◆ RECORDS
....................

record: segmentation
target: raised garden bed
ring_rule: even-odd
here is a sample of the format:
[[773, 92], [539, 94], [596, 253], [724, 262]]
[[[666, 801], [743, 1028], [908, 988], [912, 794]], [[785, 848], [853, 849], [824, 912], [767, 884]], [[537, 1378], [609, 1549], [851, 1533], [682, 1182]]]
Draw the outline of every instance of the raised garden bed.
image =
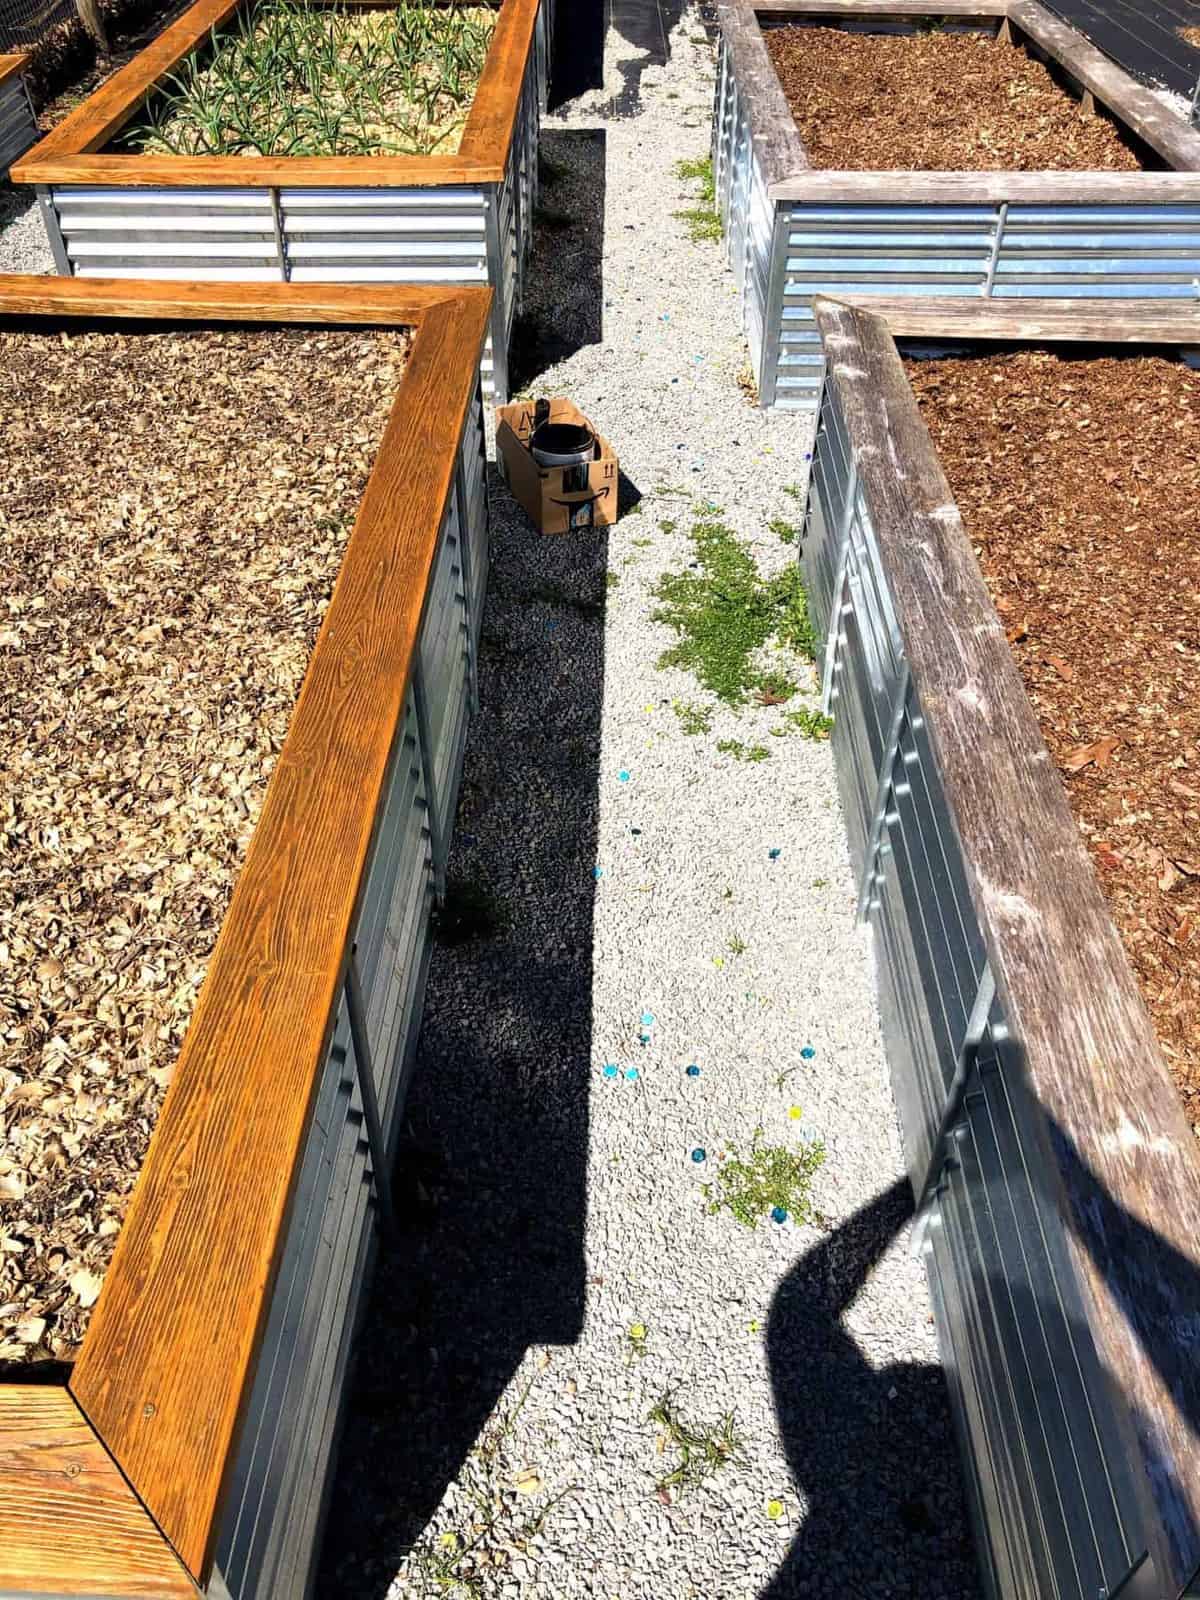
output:
[[487, 11], [467, 38], [432, 0], [196, 0], [20, 164], [58, 270], [490, 284], [484, 382], [507, 398], [551, 6]]
[[815, 407], [821, 293], [1197, 298], [1200, 131], [1037, 0], [718, 13], [716, 187], [764, 406]]
[[82, 1335], [0, 1382], [0, 1594], [306, 1592], [473, 698], [490, 300], [0, 284], [6, 1354]]
[[[1186, 822], [1167, 769], [1182, 759], [1170, 771], [1186, 784], [1196, 760], [1173, 728], [1194, 630], [1172, 617], [1170, 665], [1151, 664], [1144, 706], [1121, 652], [1142, 660], [1164, 623], [1151, 561], [1192, 587], [1194, 529], [1173, 525], [1173, 539], [1142, 519], [1154, 518], [1153, 478], [1195, 483], [1197, 378], [1174, 357], [1200, 341], [1200, 311], [868, 305], [816, 302], [828, 371], [802, 559], [985, 1575], [1000, 1594], [1166, 1600], [1192, 1593], [1200, 1568], [1189, 1083], [1172, 1083], [1146, 1000], [1169, 1013], [1130, 965], [1132, 950], [1143, 970], [1143, 930], [1106, 893], [1116, 847], [1101, 841], [1089, 859], [1060, 772], [1086, 824], [1080, 797], [1104, 793], [1121, 747], [1107, 729], [1072, 744], [1051, 717], [1048, 751], [1014, 650], [1044, 714], [1063, 704], [1042, 696], [1049, 672], [1096, 680], [1060, 717], [1125, 718], [1138, 755], [1121, 809], [1142, 836], [1168, 826], [1162, 792], [1170, 826]], [[901, 335], [924, 353], [936, 341], [942, 359], [906, 370]], [[947, 355], [964, 340], [992, 350], [966, 374]], [[1032, 349], [997, 354], [996, 341]], [[1053, 353], [1063, 343], [1092, 355]], [[1064, 377], [1101, 344], [1090, 377]], [[1140, 347], [1128, 365], [1119, 344]], [[1138, 442], [1114, 398], [1137, 408]], [[1098, 460], [1102, 427], [1111, 449]], [[1132, 488], [1143, 481], [1144, 497]], [[1011, 563], [1002, 613], [972, 540], [994, 574]], [[1073, 579], [1093, 567], [1099, 610]], [[1068, 659], [1071, 637], [1086, 644]], [[1161, 791], [1143, 785], [1147, 758]], [[1134, 935], [1125, 947], [1113, 909]]]
[[0, 178], [38, 136], [25, 83], [25, 56], [0, 55]]

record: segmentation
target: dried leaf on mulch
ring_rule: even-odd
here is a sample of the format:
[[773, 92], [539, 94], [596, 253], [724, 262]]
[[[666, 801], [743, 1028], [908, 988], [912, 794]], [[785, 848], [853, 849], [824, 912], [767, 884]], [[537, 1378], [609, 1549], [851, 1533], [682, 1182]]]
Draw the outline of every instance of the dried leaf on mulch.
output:
[[982, 33], [765, 30], [814, 167], [841, 172], [1136, 172], [1114, 123], [1040, 61]]
[[1014, 656], [1200, 1125], [1200, 372], [1023, 351], [908, 374], [997, 610], [1028, 619]]
[[0, 1361], [82, 1336], [407, 346], [0, 328]]

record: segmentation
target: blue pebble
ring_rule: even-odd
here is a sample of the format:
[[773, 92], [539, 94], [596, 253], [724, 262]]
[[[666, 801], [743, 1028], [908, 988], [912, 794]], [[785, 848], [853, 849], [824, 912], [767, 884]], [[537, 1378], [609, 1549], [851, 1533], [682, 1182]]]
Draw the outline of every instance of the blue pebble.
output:
[[593, 867], [592, 868], [592, 876], [595, 877], [595, 878], [602, 878], [604, 876], [604, 868], [603, 867]]
[[652, 1028], [653, 1026], [654, 1026], [654, 1013], [653, 1013], [653, 1011], [643, 1011], [642, 1012], [642, 1027], [643, 1028]]
[[779, 850], [779, 849], [768, 850], [767, 851], [767, 855], [772, 861], [778, 861], [782, 854], [783, 854], [783, 851]]
[[787, 1221], [787, 1212], [783, 1208], [783, 1206], [772, 1206], [772, 1208], [771, 1208], [771, 1221], [772, 1222], [786, 1222]]
[[613, 1063], [611, 1061], [608, 1062], [607, 1065], [604, 1068], [604, 1076], [606, 1078], [615, 1078], [616, 1075], [617, 1075], [616, 1067], [613, 1065]]
[[700, 1076], [700, 1068], [694, 1061], [692, 1062], [691, 1066], [687, 1068], [687, 1075], [689, 1078], [698, 1078]]
[[629, 1079], [630, 1083], [633, 1083], [641, 1077], [641, 1073], [636, 1067], [626, 1067], [625, 1076]]
[[697, 1145], [696, 1148], [692, 1151], [692, 1160], [696, 1163], [697, 1166], [699, 1166], [702, 1161], [707, 1160], [707, 1152], [702, 1150], [700, 1148], [700, 1146]]
[[812, 1058], [816, 1055], [816, 1053], [817, 1052], [813, 1049], [812, 1045], [806, 1044], [804, 1046], [804, 1049], [801, 1050], [800, 1056], [801, 1056], [801, 1059], [804, 1060], [804, 1061], [811, 1061]]
[[642, 830], [640, 828], [630, 828], [629, 831], [635, 839], [640, 839], [642, 836]]
[[629, 774], [626, 772], [624, 767], [622, 767], [620, 772], [617, 773], [617, 782], [618, 783], [628, 783], [629, 782]]

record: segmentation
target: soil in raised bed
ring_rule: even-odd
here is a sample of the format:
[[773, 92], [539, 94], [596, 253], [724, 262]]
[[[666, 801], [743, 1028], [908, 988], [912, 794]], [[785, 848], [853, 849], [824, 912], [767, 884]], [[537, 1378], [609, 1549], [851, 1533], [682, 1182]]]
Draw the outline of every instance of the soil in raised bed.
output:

....................

◆ GOAL OF THE EXERCISE
Your copy should hold all the data word for word. It should hold no pictures.

◆ REPLY TO THE TASK
record: segmentation
target: raised garden bed
ring_rule: even-odd
here is a sample of the format:
[[773, 92], [539, 94], [596, 253], [724, 262]]
[[[666, 801], [743, 1028], [908, 988], [912, 794]], [[785, 848], [853, 849], [824, 912], [767, 884]], [[537, 1378], [609, 1549], [851, 1533], [682, 1182]]]
Draw the outline of every instance of the raised garden bed.
image =
output:
[[487, 11], [467, 38], [432, 0], [196, 0], [20, 164], [58, 270], [490, 284], [484, 382], [507, 398], [551, 6]]
[[815, 407], [821, 293], [1197, 298], [1200, 131], [1037, 0], [718, 13], [716, 187], [764, 406]]
[[82, 1335], [0, 1382], [0, 1594], [306, 1592], [473, 698], [490, 300], [0, 284], [6, 1354]]
[[[1186, 822], [1167, 769], [1182, 759], [1170, 771], [1186, 784], [1196, 760], [1173, 728], [1194, 630], [1172, 617], [1170, 665], [1151, 664], [1144, 706], [1121, 652], [1142, 660], [1164, 623], [1151, 561], [1192, 587], [1194, 529], [1173, 525], [1173, 539], [1142, 519], [1154, 518], [1153, 478], [1195, 483], [1197, 378], [1174, 357], [1200, 341], [1200, 311], [868, 305], [816, 302], [828, 371], [802, 559], [985, 1575], [1000, 1594], [1166, 1600], [1192, 1593], [1200, 1568], [1189, 1083], [1172, 1083], [1146, 1000], [1169, 1013], [1130, 965], [1132, 950], [1143, 970], [1143, 930], [1106, 893], [1116, 847], [1101, 841], [1089, 859], [1060, 772], [1086, 824], [1080, 797], [1104, 793], [1121, 747], [1107, 729], [1072, 744], [1051, 717], [1048, 751], [1014, 650], [1044, 714], [1063, 704], [1042, 696], [1049, 672], [1096, 680], [1060, 717], [1125, 718], [1138, 755], [1121, 809], [1142, 836], [1168, 826], [1162, 792], [1170, 826]], [[901, 335], [924, 353], [936, 341], [942, 359], [906, 370]], [[947, 355], [964, 340], [992, 350], [966, 374]], [[1032, 349], [997, 354], [996, 341]], [[1053, 353], [1063, 343], [1092, 355]], [[1064, 377], [1101, 344], [1090, 377]], [[1140, 347], [1128, 365], [1119, 344]], [[1138, 442], [1114, 398], [1137, 408]], [[1098, 460], [1102, 427], [1111, 449]], [[1132, 488], [1143, 481], [1144, 497]], [[1011, 563], [1002, 613], [972, 540], [994, 574]], [[1073, 579], [1093, 567], [1099, 610]], [[1068, 659], [1071, 637], [1086, 644]], [[1161, 791], [1143, 785], [1147, 758]], [[1134, 935], [1125, 947], [1113, 909]]]
[[0, 178], [38, 136], [25, 83], [25, 56], [0, 55]]

record: segmentation
target: dried leaf on mulch
ring_rule: even-odd
here is a sample of the format:
[[773, 92], [539, 94], [596, 253], [724, 262]]
[[[666, 801], [743, 1028], [908, 988], [912, 794]], [[785, 848], [853, 849], [824, 912], [767, 884]], [[537, 1378], [609, 1549], [851, 1533], [682, 1182]]]
Draw the outline of every instance of the dried leaf on mulch.
output:
[[982, 33], [765, 30], [814, 167], [841, 172], [1136, 172], [1114, 123], [1040, 61]]
[[1014, 656], [1200, 1125], [1200, 372], [1023, 351], [908, 374], [997, 610], [1028, 619]]
[[0, 1361], [82, 1336], [407, 346], [0, 328]]

record: segmentation
target: blue pebble
ring_rule: even-odd
here is a sample of the format:
[[773, 92], [539, 94], [596, 253], [724, 262]]
[[[666, 801], [743, 1028], [908, 988], [912, 794]], [[785, 848], [853, 849], [824, 912], [767, 884]], [[537, 1378], [609, 1549], [851, 1533], [682, 1182]]]
Draw the outline of every instance of the blue pebble.
output:
[[593, 867], [592, 868], [592, 876], [595, 877], [595, 878], [602, 878], [604, 876], [604, 868], [603, 867]]
[[652, 1028], [653, 1026], [654, 1026], [654, 1013], [653, 1013], [653, 1011], [643, 1011], [642, 1012], [642, 1027], [643, 1028]]
[[779, 850], [779, 849], [768, 850], [767, 851], [767, 855], [772, 861], [778, 861], [782, 854], [783, 854], [783, 851]]
[[787, 1221], [787, 1212], [783, 1208], [783, 1206], [772, 1206], [772, 1208], [771, 1208], [771, 1221], [772, 1222], [786, 1222]]
[[613, 1063], [611, 1061], [608, 1062], [607, 1065], [604, 1068], [604, 1076], [606, 1078], [615, 1078], [616, 1075], [617, 1075], [616, 1067], [613, 1065]]
[[700, 1076], [700, 1068], [694, 1061], [692, 1062], [691, 1066], [687, 1068], [687, 1075], [689, 1078], [698, 1078]]
[[629, 1079], [630, 1083], [633, 1083], [641, 1077], [641, 1073], [636, 1067], [626, 1067], [625, 1076]]
[[697, 1145], [696, 1148], [692, 1151], [692, 1160], [696, 1163], [697, 1166], [699, 1166], [702, 1161], [707, 1160], [707, 1152], [702, 1150], [700, 1148], [700, 1146]]
[[812, 1058], [816, 1055], [816, 1053], [817, 1052], [813, 1049], [812, 1045], [806, 1044], [804, 1046], [804, 1049], [801, 1050], [800, 1056], [801, 1056], [801, 1059], [804, 1060], [804, 1061], [811, 1061]]
[[642, 830], [640, 828], [630, 828], [629, 831], [635, 839], [640, 839], [642, 836]]
[[629, 774], [626, 772], [624, 767], [622, 767], [620, 772], [617, 773], [617, 782], [618, 783], [628, 783], [629, 782]]

record: segmentation
target: soil in raised bed
ring_rule: even-odd
here is a sample of the format:
[[773, 92], [539, 94], [596, 253], [724, 262]]
[[[666, 801], [743, 1028], [908, 988], [912, 794]], [[785, 848], [853, 849], [824, 912], [767, 884]], [[537, 1378], [609, 1549], [851, 1533], [682, 1182]]]
Draw the outline of every instance of the soil in raised bed.
output:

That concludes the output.